▶ **Consigne**
Pouvez-vous reprendre le billet sur le goût des médias camerounais pour les faits divers sanglants et le poursuivre à partir de sa dernière phrase ?

▶ **Bloc de texte**
·····

Faits divers: tous les Camerounais sont des sanguinaires !
On rit comme ça hein, mais les Camerounais sont des vampires !
Je suis parfois frappé que nos journaux télévisés commencent par des accidents de circulation. Je suis souvent interloqué quand dans la presse nationale, ce sont les histoires de sorcellerie qui occupent la page de couverture. Je suis toujours très déconcerté quand dans nos films, sur les réseaux sociaux et dans nos radios, ce sont les affaires de meurtres, de mœurs, de trafics d’organes et de mysticisme, qui ont la cote ici dehors…
La société camerounaise est pervertie ; pas à cause de la pornographie, mais à cause de la sauvagerie.

·····

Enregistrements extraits
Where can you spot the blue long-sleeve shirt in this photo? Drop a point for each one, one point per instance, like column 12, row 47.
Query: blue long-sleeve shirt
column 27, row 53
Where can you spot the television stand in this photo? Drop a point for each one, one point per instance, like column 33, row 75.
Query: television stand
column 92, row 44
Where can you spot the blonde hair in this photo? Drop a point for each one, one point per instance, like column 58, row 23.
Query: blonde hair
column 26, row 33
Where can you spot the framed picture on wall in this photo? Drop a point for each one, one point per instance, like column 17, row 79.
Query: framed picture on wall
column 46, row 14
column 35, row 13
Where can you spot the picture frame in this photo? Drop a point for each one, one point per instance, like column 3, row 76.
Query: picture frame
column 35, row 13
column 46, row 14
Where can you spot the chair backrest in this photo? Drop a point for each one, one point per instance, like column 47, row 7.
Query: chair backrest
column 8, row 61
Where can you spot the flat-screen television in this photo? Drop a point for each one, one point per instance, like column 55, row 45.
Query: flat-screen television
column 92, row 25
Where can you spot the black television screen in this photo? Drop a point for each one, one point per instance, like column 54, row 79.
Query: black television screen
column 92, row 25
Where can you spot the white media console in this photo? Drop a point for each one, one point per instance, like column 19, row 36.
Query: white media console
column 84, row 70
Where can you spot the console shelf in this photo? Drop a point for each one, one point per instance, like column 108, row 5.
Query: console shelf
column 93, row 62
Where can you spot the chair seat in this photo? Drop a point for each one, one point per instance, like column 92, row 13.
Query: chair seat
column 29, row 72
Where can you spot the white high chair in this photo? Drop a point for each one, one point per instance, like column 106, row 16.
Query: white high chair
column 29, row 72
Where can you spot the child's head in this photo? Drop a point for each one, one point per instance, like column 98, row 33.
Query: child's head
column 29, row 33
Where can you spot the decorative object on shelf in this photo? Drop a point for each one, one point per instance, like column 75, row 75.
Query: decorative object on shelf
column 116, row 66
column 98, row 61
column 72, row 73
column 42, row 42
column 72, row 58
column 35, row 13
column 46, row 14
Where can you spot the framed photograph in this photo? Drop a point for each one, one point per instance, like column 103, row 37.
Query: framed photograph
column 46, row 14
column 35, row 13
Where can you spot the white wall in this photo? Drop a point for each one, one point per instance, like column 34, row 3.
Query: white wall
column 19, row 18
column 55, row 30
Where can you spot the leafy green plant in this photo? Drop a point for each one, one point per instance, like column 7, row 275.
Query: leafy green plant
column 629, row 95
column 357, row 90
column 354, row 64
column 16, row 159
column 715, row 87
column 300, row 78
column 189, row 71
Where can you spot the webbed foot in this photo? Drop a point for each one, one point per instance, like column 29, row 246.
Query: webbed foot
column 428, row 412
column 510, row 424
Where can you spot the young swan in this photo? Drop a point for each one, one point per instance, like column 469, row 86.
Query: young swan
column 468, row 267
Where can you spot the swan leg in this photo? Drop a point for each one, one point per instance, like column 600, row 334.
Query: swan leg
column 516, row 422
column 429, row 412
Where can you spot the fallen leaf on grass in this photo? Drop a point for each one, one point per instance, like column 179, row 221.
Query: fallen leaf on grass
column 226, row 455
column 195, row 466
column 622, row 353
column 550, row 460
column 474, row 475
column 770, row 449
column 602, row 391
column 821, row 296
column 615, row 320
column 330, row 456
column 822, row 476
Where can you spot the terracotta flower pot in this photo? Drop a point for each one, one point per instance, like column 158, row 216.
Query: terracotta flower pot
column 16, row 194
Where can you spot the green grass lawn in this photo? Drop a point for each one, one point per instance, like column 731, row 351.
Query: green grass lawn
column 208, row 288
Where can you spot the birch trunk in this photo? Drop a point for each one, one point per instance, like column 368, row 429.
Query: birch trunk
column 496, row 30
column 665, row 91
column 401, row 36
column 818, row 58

·····

▶ **Réponse rédigée**
Il n’y a qu’à voir dans nos vidéos-clubs (il n’y a plus de salles de cinéma) : nos adolescents adorent les scènes d’éventration, ils adorent les scènes d’édentation. Ils sont même capables de manger leur pain chargé pendant un film d’horreur…
Nous sommes tous des sanguinaires, et c’est déplorable. C’est pourquoi les histoires comme celles de Vanessa Tchatchoua ont eu un succès médiatique. Qui avait volé son bébé ? Hein ? Nous aimons les histoires morbides, et c’est pourquoi nous regardons les émissions comme Regard Social qui nous exhibent les sujets tabous, les faits divers, et qui nous exposent des malformations physiques de certains Camerounais.
Nous aimons entendre qu’il y a des crimes rituels à Mimboman, que là-bas on enlève les parties des filles et qu’on part les revendre à l’étranger. Nous aimons les choses mystiques, nous aimons le monde irrationnel. C’est pour cela que le livre de Charles Ateba Eyéné (La dictature des loges…) a été un best-seller.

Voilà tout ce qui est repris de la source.